§ **About this exercise**: Set down all of the data exactly as it appears.

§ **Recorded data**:
....

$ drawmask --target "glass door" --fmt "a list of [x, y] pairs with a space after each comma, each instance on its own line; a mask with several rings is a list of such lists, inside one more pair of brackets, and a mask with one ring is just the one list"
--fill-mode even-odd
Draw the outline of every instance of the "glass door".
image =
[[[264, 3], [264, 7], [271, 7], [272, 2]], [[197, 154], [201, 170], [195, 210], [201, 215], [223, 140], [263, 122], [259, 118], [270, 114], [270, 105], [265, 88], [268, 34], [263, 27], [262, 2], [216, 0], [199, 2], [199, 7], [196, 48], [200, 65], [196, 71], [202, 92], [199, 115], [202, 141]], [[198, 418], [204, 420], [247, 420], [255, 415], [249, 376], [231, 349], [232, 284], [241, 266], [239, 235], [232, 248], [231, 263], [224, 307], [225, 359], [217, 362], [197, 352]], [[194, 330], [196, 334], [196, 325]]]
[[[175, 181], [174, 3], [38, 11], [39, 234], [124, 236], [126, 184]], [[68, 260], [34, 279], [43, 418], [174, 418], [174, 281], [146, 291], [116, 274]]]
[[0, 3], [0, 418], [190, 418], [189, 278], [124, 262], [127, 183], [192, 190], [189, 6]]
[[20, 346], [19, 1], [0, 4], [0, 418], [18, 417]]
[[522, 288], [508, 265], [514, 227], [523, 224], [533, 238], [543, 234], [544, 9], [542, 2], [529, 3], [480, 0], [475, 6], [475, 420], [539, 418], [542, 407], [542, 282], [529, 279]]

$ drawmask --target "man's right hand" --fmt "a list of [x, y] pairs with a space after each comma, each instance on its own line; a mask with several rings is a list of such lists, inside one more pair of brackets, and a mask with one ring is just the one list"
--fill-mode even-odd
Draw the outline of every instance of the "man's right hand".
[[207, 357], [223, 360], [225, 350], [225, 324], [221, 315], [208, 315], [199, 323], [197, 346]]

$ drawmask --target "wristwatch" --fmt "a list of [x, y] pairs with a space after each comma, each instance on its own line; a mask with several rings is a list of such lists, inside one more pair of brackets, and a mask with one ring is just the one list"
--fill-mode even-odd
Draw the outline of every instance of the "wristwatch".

....

§ **Solution to the problem**:
$ drawmask --target "glass door" --fmt "a list of [x, y] pairs with a space after each comma, each instance on its own line; a mask with several rings is a list of such lists, inside one more pair of brackets, and a mask with one ring is just the one list"
--fill-mode even-odd
Draw the outline of every instance of the "glass door".
image =
[[[264, 3], [264, 7], [271, 7], [272, 2]], [[197, 154], [201, 170], [195, 210], [201, 215], [223, 140], [263, 122], [259, 118], [270, 114], [270, 105], [265, 88], [268, 34], [263, 27], [262, 2], [216, 0], [199, 2], [199, 7], [196, 48], [200, 65], [196, 71], [202, 92], [199, 115], [202, 141]], [[198, 418], [204, 420], [247, 420], [255, 415], [249, 376], [231, 349], [232, 284], [241, 266], [239, 235], [232, 248], [231, 263], [224, 307], [225, 359], [217, 362], [197, 352]], [[194, 330], [196, 334], [196, 325]]]
[[[175, 181], [174, 3], [38, 11], [39, 234], [124, 236], [126, 184]], [[68, 260], [34, 279], [43, 418], [174, 418], [174, 281], [146, 291], [116, 274]]]
[[0, 3], [0, 418], [190, 418], [189, 278], [124, 262], [127, 183], [192, 190], [189, 6]]
[[20, 346], [19, 1], [0, 4], [0, 418], [18, 417]]
[[522, 288], [508, 265], [514, 227], [523, 224], [533, 238], [543, 234], [544, 9], [542, 2], [529, 3], [480, 0], [475, 6], [475, 420], [539, 418], [542, 407], [542, 282], [529, 279]]

$ drawmask --target "man's right hand" --fmt "a list of [x, y] pairs with a space after each comma, each instance on its own line; a mask with several rings is a list of such lists, inside one more pair of brackets, and a mask with one ring is just the one list"
--fill-mode even-odd
Draw the outline of every instance of the "man's right hand".
[[207, 357], [223, 360], [225, 350], [225, 324], [221, 315], [208, 315], [199, 323], [197, 346]]

$ drawmask --target "wristwatch" --fmt "a list of [x, y] pairs with a space after each comma, each instance on its own line; a mask with several rings is a list of such lists, inside one more pair of brackets, and a mask with one ring is just the one list"
--fill-mode even-odd
Draw the outline of every instance of the "wristwatch".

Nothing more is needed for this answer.